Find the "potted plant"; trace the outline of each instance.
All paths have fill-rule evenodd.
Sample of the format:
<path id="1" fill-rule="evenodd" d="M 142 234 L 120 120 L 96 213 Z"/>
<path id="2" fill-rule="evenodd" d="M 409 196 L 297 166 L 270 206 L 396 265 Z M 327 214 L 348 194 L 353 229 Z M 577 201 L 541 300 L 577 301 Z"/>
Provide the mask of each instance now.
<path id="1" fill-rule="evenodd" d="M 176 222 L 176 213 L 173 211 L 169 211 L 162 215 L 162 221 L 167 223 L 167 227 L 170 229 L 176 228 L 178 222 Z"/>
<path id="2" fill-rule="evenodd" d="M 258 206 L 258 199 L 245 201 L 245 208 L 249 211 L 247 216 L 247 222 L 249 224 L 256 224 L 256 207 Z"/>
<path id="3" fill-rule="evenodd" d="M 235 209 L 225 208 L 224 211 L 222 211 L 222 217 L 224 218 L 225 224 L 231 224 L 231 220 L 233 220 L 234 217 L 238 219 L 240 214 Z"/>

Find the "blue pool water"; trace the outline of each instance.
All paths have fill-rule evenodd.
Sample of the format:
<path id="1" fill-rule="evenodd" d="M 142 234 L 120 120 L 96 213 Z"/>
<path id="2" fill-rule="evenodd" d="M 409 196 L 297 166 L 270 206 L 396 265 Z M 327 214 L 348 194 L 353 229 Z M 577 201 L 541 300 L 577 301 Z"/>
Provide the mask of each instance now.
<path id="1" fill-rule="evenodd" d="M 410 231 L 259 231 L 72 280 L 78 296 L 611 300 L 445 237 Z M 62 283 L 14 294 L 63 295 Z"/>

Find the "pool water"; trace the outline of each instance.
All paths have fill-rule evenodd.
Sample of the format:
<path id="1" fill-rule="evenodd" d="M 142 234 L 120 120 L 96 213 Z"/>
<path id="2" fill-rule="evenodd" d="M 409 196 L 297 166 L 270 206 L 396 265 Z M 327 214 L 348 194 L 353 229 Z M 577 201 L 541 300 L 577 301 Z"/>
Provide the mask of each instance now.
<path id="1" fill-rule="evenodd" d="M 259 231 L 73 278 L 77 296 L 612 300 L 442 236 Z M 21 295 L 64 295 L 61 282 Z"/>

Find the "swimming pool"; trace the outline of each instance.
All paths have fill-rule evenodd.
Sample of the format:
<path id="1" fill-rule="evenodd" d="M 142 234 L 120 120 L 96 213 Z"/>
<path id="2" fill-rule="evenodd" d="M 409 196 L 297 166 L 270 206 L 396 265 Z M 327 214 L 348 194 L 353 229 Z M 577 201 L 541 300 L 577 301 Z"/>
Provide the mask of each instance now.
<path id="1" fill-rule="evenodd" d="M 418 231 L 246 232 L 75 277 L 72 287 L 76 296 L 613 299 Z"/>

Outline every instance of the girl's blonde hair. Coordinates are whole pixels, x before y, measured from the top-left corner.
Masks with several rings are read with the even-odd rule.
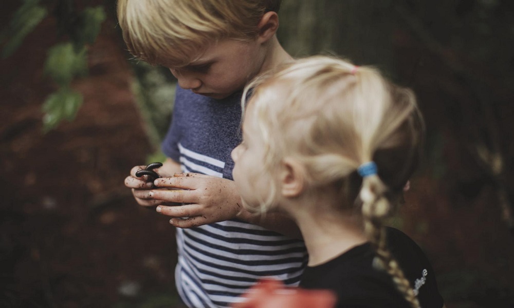
[[[375,266],[389,273],[412,306],[419,306],[386,245],[383,224],[402,200],[421,155],[424,126],[413,92],[372,67],[323,56],[292,62],[245,91],[244,98],[252,94],[252,112],[246,117],[256,120],[267,153],[263,172],[277,169],[284,157],[295,158],[304,168],[309,194],[331,189],[342,207],[360,209],[376,249]],[[371,161],[378,175],[361,178],[358,168]],[[273,205],[276,193],[262,209]]]
[[[118,20],[129,51],[152,65],[187,65],[222,38],[250,41],[281,0],[118,0]]]

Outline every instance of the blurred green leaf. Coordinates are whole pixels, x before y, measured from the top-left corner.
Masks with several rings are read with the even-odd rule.
[[[63,87],[47,98],[43,105],[45,115],[43,118],[43,130],[48,132],[62,121],[72,121],[82,104],[82,94],[67,87]]]
[[[46,8],[39,5],[39,0],[25,0],[14,13],[9,26],[2,34],[2,58],[10,56],[21,45],[24,38],[46,16]]]
[[[77,52],[71,43],[58,44],[48,50],[45,72],[61,86],[69,84],[76,76],[87,72],[86,48]]]
[[[80,14],[82,27],[78,29],[77,40],[81,45],[95,43],[107,16],[101,6],[86,8]]]

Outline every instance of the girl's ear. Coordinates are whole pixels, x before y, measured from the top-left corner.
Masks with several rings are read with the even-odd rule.
[[[257,25],[259,43],[264,43],[273,37],[279,29],[279,15],[276,12],[268,12],[262,15]]]
[[[282,161],[280,174],[281,192],[286,198],[300,196],[305,186],[303,166],[297,160],[286,157]]]

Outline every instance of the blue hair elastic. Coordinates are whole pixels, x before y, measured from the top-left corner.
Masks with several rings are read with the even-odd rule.
[[[374,176],[377,174],[378,169],[377,168],[377,164],[374,162],[368,162],[364,163],[357,168],[357,171],[359,175],[363,178]]]

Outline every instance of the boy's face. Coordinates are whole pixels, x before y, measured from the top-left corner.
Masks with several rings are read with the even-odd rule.
[[[190,65],[170,70],[181,88],[219,100],[242,89],[260,72],[264,60],[256,42],[225,40],[211,45]]]
[[[263,172],[266,152],[262,137],[249,104],[243,124],[243,142],[232,151],[235,165],[232,174],[237,190],[246,203],[252,207],[259,206],[270,191],[270,176]]]

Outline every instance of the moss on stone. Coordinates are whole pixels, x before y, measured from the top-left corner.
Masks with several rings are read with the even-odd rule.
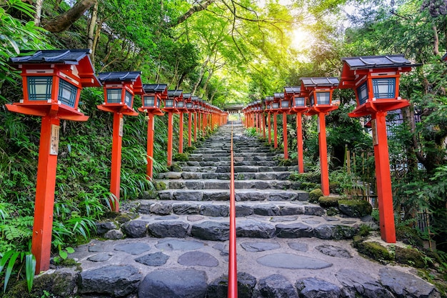
[[[169,169],[171,172],[181,172],[181,167],[176,163],[172,164],[168,169]]]
[[[373,207],[369,202],[360,199],[341,199],[338,201],[338,209],[351,217],[371,215],[373,212]]]
[[[417,249],[396,247],[394,257],[398,263],[405,264],[415,268],[425,268],[426,267],[423,256]]]
[[[187,153],[176,153],[172,158],[176,162],[188,162],[189,156]]]
[[[303,184],[301,184],[303,185]],[[323,197],[323,191],[320,189],[313,189],[312,192],[309,192],[309,202],[311,203],[316,203],[318,202],[318,199],[320,197]]]
[[[322,207],[336,207],[338,206],[338,197],[320,197],[318,198],[318,203]]]
[[[378,242],[360,242],[357,244],[357,250],[376,261],[391,261],[393,256],[389,253],[386,247]]]
[[[166,184],[162,181],[158,181],[154,183],[155,189],[158,191],[165,190],[166,189]]]
[[[195,146],[189,146],[184,150],[186,153],[193,153],[197,148]]]

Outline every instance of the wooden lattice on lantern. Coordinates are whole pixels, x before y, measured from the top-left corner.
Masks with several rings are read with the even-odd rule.
[[[21,70],[24,99],[6,104],[11,111],[86,121],[79,109],[83,87],[100,86],[89,49],[24,51],[10,64]]]
[[[301,78],[300,97],[306,97],[308,115],[326,113],[336,110],[338,106],[332,104],[332,92],[338,86],[338,79],[335,77]]]
[[[97,106],[102,111],[137,116],[134,110],[135,94],[142,95],[141,71],[103,72],[98,78],[103,83],[105,101]]]
[[[291,102],[292,112],[302,113],[308,109],[306,98],[300,96],[301,91],[301,87],[299,86],[284,87],[284,98]]]
[[[162,116],[161,101],[168,97],[168,85],[166,84],[144,84],[144,93],[141,95],[141,107],[140,111],[146,111],[154,115]]]
[[[377,111],[407,106],[399,96],[401,74],[421,64],[411,64],[403,55],[365,56],[342,58],[340,89],[352,89],[357,108],[349,116],[359,117]]]

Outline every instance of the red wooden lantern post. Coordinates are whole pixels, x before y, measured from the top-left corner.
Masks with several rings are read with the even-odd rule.
[[[290,113],[292,100],[285,96],[285,92],[281,96],[279,101],[279,113],[283,114],[283,145],[284,159],[288,159],[288,148],[287,144],[287,114]]]
[[[200,111],[200,104],[199,97],[192,96],[193,107],[194,111],[194,141],[197,141],[197,116]]]
[[[174,113],[178,113],[177,101],[180,97],[183,97],[182,90],[168,90],[168,97],[164,100],[164,108],[163,108],[163,111],[168,113],[168,167],[172,164],[173,116]]]
[[[318,115],[318,146],[320,149],[320,169],[321,171],[321,191],[329,195],[329,171],[328,169],[328,146],[326,137],[325,115],[336,110],[333,105],[332,91],[338,86],[338,79],[333,77],[301,78],[301,96],[308,96],[308,115]]]
[[[270,119],[271,113],[271,104],[273,100],[273,96],[266,96],[264,99],[266,108],[264,111],[267,111],[267,129],[268,134],[268,144],[271,144],[271,119]]]
[[[184,100],[185,101],[186,111],[188,112],[188,146],[192,146],[191,129],[192,129],[192,112],[193,101],[189,93],[184,93]]]
[[[342,58],[340,88],[353,89],[357,108],[351,117],[371,115],[373,145],[377,178],[377,197],[382,239],[396,242],[393,192],[386,136],[386,112],[409,105],[399,96],[399,79],[412,64],[403,55]]]
[[[299,97],[301,86],[292,86],[284,88],[284,97],[288,99],[291,104],[289,113],[296,114],[296,150],[298,153],[298,170],[300,173],[304,173],[304,160],[303,157],[303,127],[302,114],[308,108],[306,106],[306,99]]]
[[[61,119],[86,121],[78,104],[85,86],[100,86],[88,49],[24,51],[10,63],[21,70],[24,99],[11,111],[42,117],[31,252],[36,272],[49,269]]]
[[[145,84],[143,85],[144,94],[141,96],[142,105],[138,108],[140,111],[147,113],[147,179],[152,180],[154,173],[154,131],[155,116],[163,116],[161,100],[168,96],[168,85],[166,84]]]
[[[273,147],[278,148],[278,126],[277,126],[277,116],[279,111],[279,104],[281,97],[283,97],[284,94],[282,93],[274,93],[273,100],[271,103],[271,109],[273,111]]]
[[[101,111],[114,113],[110,192],[112,211],[119,212],[119,192],[123,139],[123,115],[138,116],[133,109],[134,94],[143,94],[141,71],[104,72],[98,78],[104,88],[105,101],[97,106]]]

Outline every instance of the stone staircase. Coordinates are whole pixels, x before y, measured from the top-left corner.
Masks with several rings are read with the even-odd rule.
[[[257,138],[234,126],[233,155],[236,180],[236,236],[250,238],[317,237],[350,239],[361,221],[325,216],[325,210],[308,202],[301,182],[288,180],[296,167],[278,167],[282,154],[271,151]],[[204,240],[228,239],[231,126],[204,141],[190,155],[159,175],[158,199],[140,200],[139,219],[149,224],[151,236]],[[157,215],[158,217],[154,217]],[[141,222],[140,222],[141,224]],[[125,233],[139,222],[126,224]]]
[[[51,278],[64,290],[58,297],[227,297],[231,129],[159,174],[156,194],[97,223],[101,238],[70,254],[81,272]],[[233,151],[239,298],[441,297],[406,268],[360,257],[348,239],[371,219],[326,216],[288,180],[296,167],[278,167],[281,154],[241,125]]]

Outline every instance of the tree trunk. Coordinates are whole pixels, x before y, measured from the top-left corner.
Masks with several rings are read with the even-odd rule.
[[[93,45],[95,38],[95,28],[96,27],[96,20],[98,19],[98,1],[95,1],[91,10],[91,17],[90,18],[90,24],[89,24],[89,32],[87,35],[87,49],[93,51]],[[98,28],[101,30],[101,28]]]
[[[68,29],[96,1],[96,0],[80,0],[64,14],[59,14],[46,22],[44,25],[44,28],[50,32],[62,32]]]
[[[34,16],[34,23],[39,27],[41,24],[41,16],[42,16],[42,2],[44,0],[36,1],[36,15]]]

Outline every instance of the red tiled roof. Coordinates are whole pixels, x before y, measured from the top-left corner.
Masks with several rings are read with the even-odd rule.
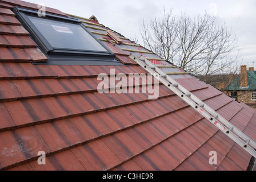
[[[34,65],[47,60],[10,11],[16,6],[37,8],[0,0],[0,170],[246,170],[251,156],[163,85],[155,100],[149,93],[97,92],[98,75],[110,69],[146,73],[130,53],[167,72],[178,68],[113,31],[124,40],[117,44],[109,28],[86,19],[85,26],[128,66]],[[253,109],[190,75],[171,76],[256,140]],[[41,151],[46,165],[38,164]],[[209,164],[211,151],[217,165]]]

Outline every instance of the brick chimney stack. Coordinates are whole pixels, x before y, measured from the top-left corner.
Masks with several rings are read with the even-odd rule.
[[[248,88],[248,79],[247,78],[247,67],[241,66],[241,78],[240,88]]]
[[[249,71],[251,71],[253,72],[254,72],[254,67],[250,67]]]

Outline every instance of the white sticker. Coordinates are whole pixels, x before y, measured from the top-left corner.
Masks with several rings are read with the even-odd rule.
[[[73,32],[72,32],[72,31],[67,27],[57,26],[56,25],[51,26],[53,26],[53,28],[54,28],[54,30],[57,32],[66,34],[73,34]]]

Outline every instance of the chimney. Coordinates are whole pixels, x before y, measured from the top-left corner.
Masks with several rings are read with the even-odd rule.
[[[246,65],[241,66],[240,88],[248,88],[248,80],[247,78],[247,67]]]
[[[253,72],[254,72],[254,67],[250,67],[249,68],[249,71],[251,71]]]

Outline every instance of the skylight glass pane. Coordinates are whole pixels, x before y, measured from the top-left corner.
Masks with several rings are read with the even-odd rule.
[[[107,52],[79,24],[27,16],[54,48]]]

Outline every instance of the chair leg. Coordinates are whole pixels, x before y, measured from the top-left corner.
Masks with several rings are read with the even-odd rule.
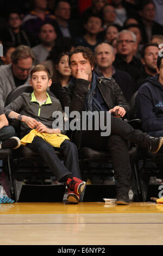
[[[9,181],[10,184],[10,191],[11,191],[11,199],[14,200],[15,202],[17,202],[17,194],[16,194],[16,184],[15,184],[15,175],[14,172],[11,167],[11,157],[10,156],[8,156],[7,158],[7,163],[8,163],[8,167],[9,169]]]
[[[140,175],[139,163],[134,161],[132,164],[133,170],[135,176],[137,192],[140,202],[145,202],[145,197],[143,192],[142,181]]]

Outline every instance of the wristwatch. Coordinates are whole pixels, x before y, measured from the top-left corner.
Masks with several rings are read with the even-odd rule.
[[[17,120],[18,121],[21,121],[21,120],[22,120],[22,115],[19,115],[17,117]]]

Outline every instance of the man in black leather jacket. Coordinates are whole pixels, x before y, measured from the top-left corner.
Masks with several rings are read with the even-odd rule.
[[[69,107],[70,112],[111,112],[110,135],[101,136],[100,129],[83,131],[82,147],[110,151],[116,180],[116,204],[128,205],[131,175],[128,141],[156,152],[163,137],[151,137],[121,119],[128,114],[129,106],[114,79],[100,77],[93,72],[95,63],[94,54],[88,48],[78,46],[70,53],[73,78],[61,89],[60,100],[63,108]]]

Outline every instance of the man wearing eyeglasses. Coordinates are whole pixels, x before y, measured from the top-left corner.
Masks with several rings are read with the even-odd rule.
[[[34,59],[30,47],[20,45],[11,55],[11,63],[1,66],[0,106],[2,108],[12,90],[23,84],[29,84],[30,72]]]
[[[134,56],[136,50],[135,35],[130,31],[123,30],[117,36],[117,53],[113,63],[114,66],[129,73],[136,82],[142,64]]]

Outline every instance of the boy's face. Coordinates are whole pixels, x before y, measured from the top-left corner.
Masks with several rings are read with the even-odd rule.
[[[29,81],[30,84],[35,92],[46,92],[48,87],[52,84],[52,80],[48,78],[45,71],[36,71],[32,74]]]

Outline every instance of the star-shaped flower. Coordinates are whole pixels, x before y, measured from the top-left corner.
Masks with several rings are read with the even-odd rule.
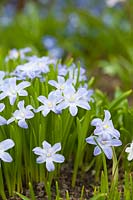
[[[36,155],[39,155],[39,157],[36,159],[36,162],[39,164],[46,162],[47,170],[49,172],[54,171],[54,162],[63,163],[65,160],[63,155],[56,153],[57,151],[61,150],[61,144],[56,143],[53,146],[51,146],[51,144],[49,144],[47,141],[43,141],[42,146],[43,148],[35,147],[33,149],[33,152]]]
[[[12,162],[12,157],[9,153],[5,152],[14,146],[14,142],[11,139],[6,139],[0,142],[0,159],[4,162]]]
[[[126,148],[125,152],[128,153],[127,159],[128,159],[129,161],[133,160],[133,141],[132,141],[132,143],[130,144],[130,147],[127,147],[127,148]]]
[[[110,119],[110,112],[108,110],[104,110],[104,113],[105,117],[103,121],[100,118],[95,118],[91,122],[92,126],[96,126],[94,134],[102,135],[103,137],[115,137],[118,139],[120,137],[120,133],[114,128],[112,120]]]
[[[27,91],[24,88],[29,87],[31,84],[28,81],[22,81],[18,85],[16,85],[16,77],[9,78],[5,84],[1,87],[1,94],[0,100],[4,99],[5,97],[9,97],[10,104],[13,105],[19,96],[27,96]]]
[[[57,109],[62,110],[69,107],[72,116],[75,116],[78,113],[77,107],[90,110],[90,105],[86,98],[87,93],[88,91],[86,88],[79,88],[76,91],[73,86],[67,87],[63,91],[63,101],[59,103]]]
[[[11,122],[16,120],[18,121],[18,125],[21,128],[28,128],[28,124],[25,120],[31,119],[34,117],[34,113],[31,111],[33,107],[31,105],[24,107],[24,100],[23,100],[23,101],[19,101],[18,108],[19,110],[16,110],[13,113],[13,117],[8,119],[7,124],[10,124]]]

__Direction__: Repeat the lines word for word, starting at the line that contains "Outline every instance of the tree" and stopping after the line that contains "[[[107,52],[79,24],[27,16],[54,48]]]". Leave the pictures out of your answer.

__Completed task__:
Outline every instance of the tree trunk. Coordinates are whole pixels, x before y, measured from the top-left corner.
Masks with several rings are read with the even-odd rule.
[[[93,45],[95,38],[95,28],[96,27],[96,20],[98,19],[98,1],[95,1],[91,10],[91,17],[90,18],[90,24],[89,24],[89,32],[87,35],[87,49],[93,51]],[[98,28],[101,30],[101,28]]]
[[[68,29],[96,1],[96,0],[80,0],[64,14],[59,14],[46,22],[44,25],[44,28],[50,32],[62,32]]]
[[[34,16],[34,23],[39,27],[41,24],[41,16],[42,16],[42,2],[44,0],[36,1],[36,15]]]

Outline every instance of the red tiled roof. Coordinates are whole pixels, x before y, measured from the top-left corner.
Masks with several rings are read with the even-odd rule.
[[[34,65],[47,60],[10,11],[16,6],[37,8],[0,0],[0,170],[246,170],[251,156],[163,85],[155,100],[149,93],[97,92],[98,75],[110,69],[146,73],[130,53],[167,72],[178,68],[113,31],[124,40],[117,44],[109,28],[86,19],[85,26],[128,66]],[[253,109],[190,75],[171,76],[256,140]],[[41,151],[46,165],[38,164]],[[209,164],[211,151],[217,165]]]

Outline every instance of the brick chimney stack. Coordinates are whole pixels, x before y, measured from the top-left corner.
Masks with several rings are read with the even-odd rule.
[[[248,88],[248,79],[247,78],[247,67],[241,66],[241,78],[240,88]]]
[[[249,71],[251,71],[253,72],[254,72],[254,67],[250,67]]]

Outline every instance of the white sticker. Coordinates are whole pixels, x before y, measured from the top-left corner.
Masks with several rings are read with the even-odd rule.
[[[73,32],[72,32],[72,31],[67,27],[57,26],[56,25],[51,26],[53,26],[53,28],[54,28],[54,30],[57,32],[66,34],[73,34]]]

Outline every instance of the chimney. Coordinates are whole pixels, x before y, measured from the top-left corner.
Masks with several rings are read with the even-odd rule.
[[[246,65],[241,66],[240,88],[248,88],[248,80],[247,78],[247,67]]]
[[[253,72],[254,72],[254,67],[250,67],[249,68],[249,71],[251,71]]]

Outline every instance of the skylight glass pane. Coordinates are whole pixels, x before y, measured from the top-left corner.
Masks with several rings are read with the even-odd rule.
[[[107,52],[79,24],[27,16],[54,48]]]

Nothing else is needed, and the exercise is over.